## Work instructions
Write the next part of the news report on the Navy SEAL war crimes hearing, picking up after its last sentence.

By Steve Gorman
SANDIEGO (Reuters) – A decorated Navy SEAL platoon leader charged with war crimes in Iraq appeared in a San Diego military court on Wednesday for a hearing focused on allegations by his attorneys that prosecutors engaged in illegal snooping on the defence team and journalists.
The hearing comes less than a week before Special Operations Chief Edward Gallagher is scheduled to go on trial in a court-martial charging him with murdering a helpless, wounded Islamic State fighter in his custody and shooting unarmed civilians.
Defense assertions that the Navy prosecutor, together with agents of the Naval Criminal Investigative Service and presiding judge, have engaged in wrongdoing could lead to a substantial delay in further proceedings.
Gallagher has pleaded not guilty to all charges, including premeditated murder, two counts of attempted murder and obstructing justice.
His defence attorney, Timothy Parlatore, has accused Navy lawyers of conducting illegal surveillance of defence attorneys and reporters with electronic tracking software secretly embedded in emails.
The software ostensibly was used in an effort to pinpoint the source of confidential information leaked to the press.Navy officials have declined to comment on those allegations, and much of the court record has been sealed.
NCIS has previously issued a statement saying it used “an audit capability” in its investigation of leaks but insisted it did not involve “malware” or other technology to infect or compromise a computer system.

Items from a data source
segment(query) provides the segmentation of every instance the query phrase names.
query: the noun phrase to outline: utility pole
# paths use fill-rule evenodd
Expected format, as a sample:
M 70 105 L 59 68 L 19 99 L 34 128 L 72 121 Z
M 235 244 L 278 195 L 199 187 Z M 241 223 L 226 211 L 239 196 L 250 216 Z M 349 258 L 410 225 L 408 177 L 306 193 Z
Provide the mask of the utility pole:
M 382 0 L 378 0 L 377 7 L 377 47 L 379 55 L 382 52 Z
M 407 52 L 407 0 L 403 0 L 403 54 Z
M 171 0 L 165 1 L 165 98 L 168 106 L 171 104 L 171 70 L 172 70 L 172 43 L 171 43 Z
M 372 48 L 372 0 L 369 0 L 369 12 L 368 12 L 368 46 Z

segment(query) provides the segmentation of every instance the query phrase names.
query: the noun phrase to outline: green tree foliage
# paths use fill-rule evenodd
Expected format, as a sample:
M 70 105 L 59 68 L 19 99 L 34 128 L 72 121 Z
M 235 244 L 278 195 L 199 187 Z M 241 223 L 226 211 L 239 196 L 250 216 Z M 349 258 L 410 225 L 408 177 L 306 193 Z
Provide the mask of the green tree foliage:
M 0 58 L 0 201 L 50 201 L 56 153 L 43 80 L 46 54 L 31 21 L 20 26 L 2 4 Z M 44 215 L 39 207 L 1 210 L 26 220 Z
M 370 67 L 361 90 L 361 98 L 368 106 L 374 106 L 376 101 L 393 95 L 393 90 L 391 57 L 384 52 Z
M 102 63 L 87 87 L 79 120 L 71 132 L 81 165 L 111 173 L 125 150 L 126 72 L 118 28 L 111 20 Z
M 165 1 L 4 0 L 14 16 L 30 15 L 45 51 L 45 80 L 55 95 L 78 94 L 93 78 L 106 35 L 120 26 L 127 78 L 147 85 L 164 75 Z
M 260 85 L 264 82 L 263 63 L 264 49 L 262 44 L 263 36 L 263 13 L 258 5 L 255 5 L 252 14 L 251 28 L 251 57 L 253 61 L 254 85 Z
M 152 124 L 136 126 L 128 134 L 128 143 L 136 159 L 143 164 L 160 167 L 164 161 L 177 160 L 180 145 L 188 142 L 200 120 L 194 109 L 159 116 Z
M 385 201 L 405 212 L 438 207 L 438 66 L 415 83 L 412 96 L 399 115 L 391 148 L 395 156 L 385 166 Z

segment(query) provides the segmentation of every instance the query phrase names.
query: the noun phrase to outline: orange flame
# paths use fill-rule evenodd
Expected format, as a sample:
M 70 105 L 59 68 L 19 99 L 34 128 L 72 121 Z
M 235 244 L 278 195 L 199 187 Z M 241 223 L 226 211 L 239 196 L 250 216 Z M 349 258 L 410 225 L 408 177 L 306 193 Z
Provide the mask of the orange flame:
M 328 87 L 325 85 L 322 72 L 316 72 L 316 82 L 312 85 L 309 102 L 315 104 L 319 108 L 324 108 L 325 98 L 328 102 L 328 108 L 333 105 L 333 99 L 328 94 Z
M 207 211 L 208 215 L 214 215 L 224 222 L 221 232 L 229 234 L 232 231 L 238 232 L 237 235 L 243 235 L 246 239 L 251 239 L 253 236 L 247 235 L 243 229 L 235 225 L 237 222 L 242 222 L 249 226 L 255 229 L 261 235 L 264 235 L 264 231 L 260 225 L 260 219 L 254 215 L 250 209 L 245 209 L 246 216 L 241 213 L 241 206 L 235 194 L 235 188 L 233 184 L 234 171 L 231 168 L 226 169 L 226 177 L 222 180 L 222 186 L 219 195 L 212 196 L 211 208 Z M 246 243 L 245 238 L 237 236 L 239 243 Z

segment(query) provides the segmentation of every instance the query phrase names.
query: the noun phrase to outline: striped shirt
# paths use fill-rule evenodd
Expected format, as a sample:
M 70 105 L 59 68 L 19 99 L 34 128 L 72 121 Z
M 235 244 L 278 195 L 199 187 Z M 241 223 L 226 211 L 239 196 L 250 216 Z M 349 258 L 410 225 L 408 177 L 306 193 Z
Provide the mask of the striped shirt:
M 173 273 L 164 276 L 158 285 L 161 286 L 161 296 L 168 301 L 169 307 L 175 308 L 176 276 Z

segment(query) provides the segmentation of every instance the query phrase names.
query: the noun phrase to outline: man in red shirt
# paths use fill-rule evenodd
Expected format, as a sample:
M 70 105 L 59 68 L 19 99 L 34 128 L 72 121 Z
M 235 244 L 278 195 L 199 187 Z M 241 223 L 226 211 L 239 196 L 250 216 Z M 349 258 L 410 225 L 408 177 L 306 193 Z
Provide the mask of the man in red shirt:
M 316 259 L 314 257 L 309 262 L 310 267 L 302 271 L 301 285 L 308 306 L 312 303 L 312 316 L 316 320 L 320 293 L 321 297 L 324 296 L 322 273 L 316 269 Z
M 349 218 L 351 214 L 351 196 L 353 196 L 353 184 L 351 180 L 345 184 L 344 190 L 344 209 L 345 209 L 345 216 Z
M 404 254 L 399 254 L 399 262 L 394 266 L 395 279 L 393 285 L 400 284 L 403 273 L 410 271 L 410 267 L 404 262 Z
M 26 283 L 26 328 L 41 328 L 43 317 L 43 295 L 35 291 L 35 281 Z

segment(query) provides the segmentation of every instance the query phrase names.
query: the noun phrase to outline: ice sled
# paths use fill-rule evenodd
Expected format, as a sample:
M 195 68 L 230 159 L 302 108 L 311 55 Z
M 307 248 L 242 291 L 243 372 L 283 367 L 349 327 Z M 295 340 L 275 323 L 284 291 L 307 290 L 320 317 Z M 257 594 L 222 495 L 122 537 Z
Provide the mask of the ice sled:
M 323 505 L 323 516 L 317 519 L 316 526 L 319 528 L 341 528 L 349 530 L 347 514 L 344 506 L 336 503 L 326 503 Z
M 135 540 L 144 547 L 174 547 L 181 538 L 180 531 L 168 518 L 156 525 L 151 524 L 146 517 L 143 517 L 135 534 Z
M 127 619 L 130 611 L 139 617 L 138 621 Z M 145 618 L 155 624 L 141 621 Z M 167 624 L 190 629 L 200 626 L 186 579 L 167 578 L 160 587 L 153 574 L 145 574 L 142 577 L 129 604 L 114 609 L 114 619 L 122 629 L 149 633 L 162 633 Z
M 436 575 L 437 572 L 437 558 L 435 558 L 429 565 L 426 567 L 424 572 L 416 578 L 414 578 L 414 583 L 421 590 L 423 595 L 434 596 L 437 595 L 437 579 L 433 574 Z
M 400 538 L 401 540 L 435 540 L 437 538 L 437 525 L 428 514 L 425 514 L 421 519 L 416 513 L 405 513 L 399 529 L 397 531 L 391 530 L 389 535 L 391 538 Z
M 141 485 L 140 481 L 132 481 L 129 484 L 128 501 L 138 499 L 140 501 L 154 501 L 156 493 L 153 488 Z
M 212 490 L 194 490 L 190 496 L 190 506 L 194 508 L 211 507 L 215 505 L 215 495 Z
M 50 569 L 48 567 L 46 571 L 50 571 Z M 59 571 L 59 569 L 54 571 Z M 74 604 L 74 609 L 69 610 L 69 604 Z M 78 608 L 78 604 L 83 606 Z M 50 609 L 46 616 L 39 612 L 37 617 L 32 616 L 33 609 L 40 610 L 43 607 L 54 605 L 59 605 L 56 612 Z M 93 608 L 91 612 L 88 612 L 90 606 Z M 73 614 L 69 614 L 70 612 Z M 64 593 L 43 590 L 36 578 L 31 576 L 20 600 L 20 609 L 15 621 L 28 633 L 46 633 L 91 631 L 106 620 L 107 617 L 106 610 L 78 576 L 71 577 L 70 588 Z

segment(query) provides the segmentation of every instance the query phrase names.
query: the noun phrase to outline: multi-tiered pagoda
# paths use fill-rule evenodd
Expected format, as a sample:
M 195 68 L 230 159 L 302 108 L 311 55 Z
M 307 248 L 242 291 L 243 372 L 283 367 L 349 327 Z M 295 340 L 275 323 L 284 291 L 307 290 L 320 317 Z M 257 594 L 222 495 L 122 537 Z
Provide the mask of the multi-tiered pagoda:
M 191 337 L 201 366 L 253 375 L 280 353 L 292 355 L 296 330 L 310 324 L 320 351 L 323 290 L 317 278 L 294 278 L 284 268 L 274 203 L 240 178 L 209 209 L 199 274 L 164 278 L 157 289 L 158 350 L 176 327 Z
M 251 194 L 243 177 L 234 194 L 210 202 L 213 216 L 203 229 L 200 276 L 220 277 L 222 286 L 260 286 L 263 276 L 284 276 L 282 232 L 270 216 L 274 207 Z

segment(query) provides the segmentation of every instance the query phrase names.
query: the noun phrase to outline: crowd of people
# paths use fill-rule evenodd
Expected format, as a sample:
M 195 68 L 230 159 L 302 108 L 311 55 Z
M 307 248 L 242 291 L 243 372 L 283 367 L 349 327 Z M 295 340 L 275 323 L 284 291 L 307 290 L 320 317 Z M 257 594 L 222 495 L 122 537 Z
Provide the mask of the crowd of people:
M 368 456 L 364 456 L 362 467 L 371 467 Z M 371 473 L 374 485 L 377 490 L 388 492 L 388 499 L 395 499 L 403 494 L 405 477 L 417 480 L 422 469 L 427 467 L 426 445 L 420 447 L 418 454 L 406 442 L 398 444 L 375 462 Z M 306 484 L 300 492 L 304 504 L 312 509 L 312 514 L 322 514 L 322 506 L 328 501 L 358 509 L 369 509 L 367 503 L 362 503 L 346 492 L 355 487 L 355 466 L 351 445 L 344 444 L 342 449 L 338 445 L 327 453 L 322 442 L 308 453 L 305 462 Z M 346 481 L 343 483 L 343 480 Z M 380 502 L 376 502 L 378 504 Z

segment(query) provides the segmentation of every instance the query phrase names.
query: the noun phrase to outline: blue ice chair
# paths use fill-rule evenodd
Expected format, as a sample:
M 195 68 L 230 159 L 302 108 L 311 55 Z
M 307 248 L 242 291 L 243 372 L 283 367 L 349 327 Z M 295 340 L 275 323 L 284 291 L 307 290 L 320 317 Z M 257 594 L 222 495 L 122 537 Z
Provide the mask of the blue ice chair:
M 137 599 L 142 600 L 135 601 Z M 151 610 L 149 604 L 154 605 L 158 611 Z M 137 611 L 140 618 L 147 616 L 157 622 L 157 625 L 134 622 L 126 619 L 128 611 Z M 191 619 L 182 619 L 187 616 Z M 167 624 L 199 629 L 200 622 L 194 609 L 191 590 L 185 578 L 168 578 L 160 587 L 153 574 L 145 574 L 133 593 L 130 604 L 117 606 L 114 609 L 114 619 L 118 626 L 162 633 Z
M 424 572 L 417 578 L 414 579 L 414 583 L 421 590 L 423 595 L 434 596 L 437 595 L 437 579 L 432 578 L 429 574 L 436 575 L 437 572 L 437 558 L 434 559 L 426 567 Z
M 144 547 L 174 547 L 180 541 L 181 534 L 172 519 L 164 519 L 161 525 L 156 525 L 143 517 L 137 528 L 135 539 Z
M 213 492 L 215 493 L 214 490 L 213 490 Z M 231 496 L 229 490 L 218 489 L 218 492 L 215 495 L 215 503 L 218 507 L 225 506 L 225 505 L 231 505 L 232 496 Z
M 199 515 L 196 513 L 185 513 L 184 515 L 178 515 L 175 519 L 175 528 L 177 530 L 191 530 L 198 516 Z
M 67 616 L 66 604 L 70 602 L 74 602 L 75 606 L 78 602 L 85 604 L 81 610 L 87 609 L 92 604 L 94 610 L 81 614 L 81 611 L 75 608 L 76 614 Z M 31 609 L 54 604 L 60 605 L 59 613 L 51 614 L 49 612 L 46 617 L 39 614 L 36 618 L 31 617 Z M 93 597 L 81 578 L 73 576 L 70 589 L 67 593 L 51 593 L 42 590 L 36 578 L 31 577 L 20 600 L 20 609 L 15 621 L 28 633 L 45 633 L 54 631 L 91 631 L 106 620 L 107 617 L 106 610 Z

## Result for this task
U.S. President Donald Trump weighed in on the case publicly in March when he ordered Gallagher moved to less restrictive pre-trial confinement “in honour of his past service to our country.”
The New York Times has reported that Trump was reviewing Gallagher’s case for a possible pardon, along with several other U.S. military personnel accused or convicted of war crimes.
Parlatore has denied knowing anything about a pardon. “We’ve not asked for one,” he told Reuters on Tuesday.
The stakes are high for Gallagher, 39, a career combat veteran and two-time Bronze Star recipient who began his Navy service as a medic. The case stems from his latest deployment to Iraq in 2017.
Gallagher asserts he is wrongly accused and that fellow SEAL team members testifying against him – several under grants of immunity – are disgruntled subordinates who fabricated allegations to force him from command.